- [Aim of the task]:
Copy out the data in full, keeping each line exactly as it reads.

- [Input for this task]:
*** Block opens ***

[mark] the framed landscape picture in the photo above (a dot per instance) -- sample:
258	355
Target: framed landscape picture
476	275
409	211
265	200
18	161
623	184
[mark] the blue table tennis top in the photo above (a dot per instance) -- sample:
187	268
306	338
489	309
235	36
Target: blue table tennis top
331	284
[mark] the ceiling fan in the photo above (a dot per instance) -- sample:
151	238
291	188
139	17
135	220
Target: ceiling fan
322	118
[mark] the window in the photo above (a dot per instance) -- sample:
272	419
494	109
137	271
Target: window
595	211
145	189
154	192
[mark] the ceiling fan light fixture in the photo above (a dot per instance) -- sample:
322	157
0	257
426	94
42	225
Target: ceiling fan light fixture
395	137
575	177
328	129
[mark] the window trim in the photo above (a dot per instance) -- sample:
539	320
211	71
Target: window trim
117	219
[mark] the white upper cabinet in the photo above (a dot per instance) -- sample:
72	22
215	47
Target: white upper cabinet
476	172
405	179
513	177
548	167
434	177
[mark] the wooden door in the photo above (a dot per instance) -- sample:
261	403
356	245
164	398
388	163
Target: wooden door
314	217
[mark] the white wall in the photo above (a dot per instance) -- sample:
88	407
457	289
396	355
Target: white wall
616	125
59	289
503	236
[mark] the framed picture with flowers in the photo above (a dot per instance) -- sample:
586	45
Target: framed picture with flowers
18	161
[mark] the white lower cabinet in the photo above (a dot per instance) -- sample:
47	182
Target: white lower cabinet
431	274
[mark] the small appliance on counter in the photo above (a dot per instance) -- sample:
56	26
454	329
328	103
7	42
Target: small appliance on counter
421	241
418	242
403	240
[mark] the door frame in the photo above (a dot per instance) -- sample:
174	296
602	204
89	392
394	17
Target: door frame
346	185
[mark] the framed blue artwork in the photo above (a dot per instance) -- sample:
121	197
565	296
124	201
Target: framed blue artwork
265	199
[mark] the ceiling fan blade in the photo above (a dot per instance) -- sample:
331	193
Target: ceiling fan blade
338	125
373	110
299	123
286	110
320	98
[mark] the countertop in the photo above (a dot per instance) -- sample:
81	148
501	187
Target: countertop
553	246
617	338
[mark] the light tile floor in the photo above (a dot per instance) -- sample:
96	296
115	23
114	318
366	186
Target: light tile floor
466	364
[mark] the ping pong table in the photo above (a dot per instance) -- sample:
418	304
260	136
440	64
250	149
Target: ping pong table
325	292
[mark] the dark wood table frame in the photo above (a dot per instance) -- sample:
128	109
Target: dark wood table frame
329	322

*** Block closes ***

- [Response area]:
[mark] the framed landscape picture in the photo above (a dot per instance) -- sample:
258	355
Target: framed landscape picture
476	275
409	211
265	200
18	161
623	184
[mark] the blue table tennis top in the photo above (a dot per instance) -- sample:
187	268
306	338
489	309
235	36
Target: blue table tennis top
331	284
[mark] the ceiling fan in the photo above (a dot per instance) -- sample:
151	238
291	188
139	17
135	220
Target: ceiling fan
322	118
[mark] the window in the photo above (a dot per instance) -- sample:
272	419
494	109
137	271
Target: window
595	211
145	189
154	192
[mark] the ceiling fan light fixture in the photo above (a dot per instance) -- sample:
322	157
0	257
426	94
42	225
Target: ceiling fan light fixture
395	137
575	177
328	129
[mark] the window trim in the photo above (a dot per instance) -- sample:
539	320
211	71
Target: window trim
117	219
[mark] the white upper cabinet in the photo above (a dot per instance) -- sample:
72	22
215	47
Target: white upper cabinet
476	172
405	179
513	177
548	167
434	177
[mark] the wooden door in the photo above (a dot per instance) -- sample:
261	403
356	245
164	398
388	163
Target: wooden door
314	217
[mark] the white wall in the photo above (a dot per instance) -- sample:
88	407
457	289
396	355
Target: white wall
616	125
59	289
503	236
[mark] the framed picture with flowers in the photo above (a dot per instance) -- sample:
586	45
Target: framed picture with flowers
18	161
[mark] the white lower cabinet in the photo above (a dot per instance) -- sample:
47	182
Target: white lower cabinet
431	274
[mark] the small appliance on counter in the photo above (a dot per instance) -- sample:
56	26
454	329
328	103
7	42
Target: small appliance on counter
421	241
418	242
403	240
[mark] the door frame in the photo above (a dot per instance) -- sample:
174	296
602	204
89	392
394	17
Target: door frame
346	185
[mark] the framed blue artwork in the photo above (a dot per instance) -- sample:
121	197
565	296
124	201
Target: framed blue artwork
265	199
[mark] the ceiling fan blade in the photo above (a dot per instance) -- sample:
331	193
Target: ceiling fan blade
338	125
373	110
299	123
286	110
320	98
[mark] the countertop in the photo above (a dot per instance) -- sample:
81	148
501	187
Target: countertop
553	246
617	338
[mark] the light tile floor in the photo above (a dot per instance) -- sample:
96	296
115	23
114	318
366	186
Target: light tile floor
466	364
[mark] the ping pong table in the photo above (a dot per instance) -- sample:
418	304
260	136
440	64
250	149
Target: ping pong table
325	292
[mark] the dark wood table frame in the photo above (a dot per instance) -- sample:
128	109
Target: dark wood table frame
329	322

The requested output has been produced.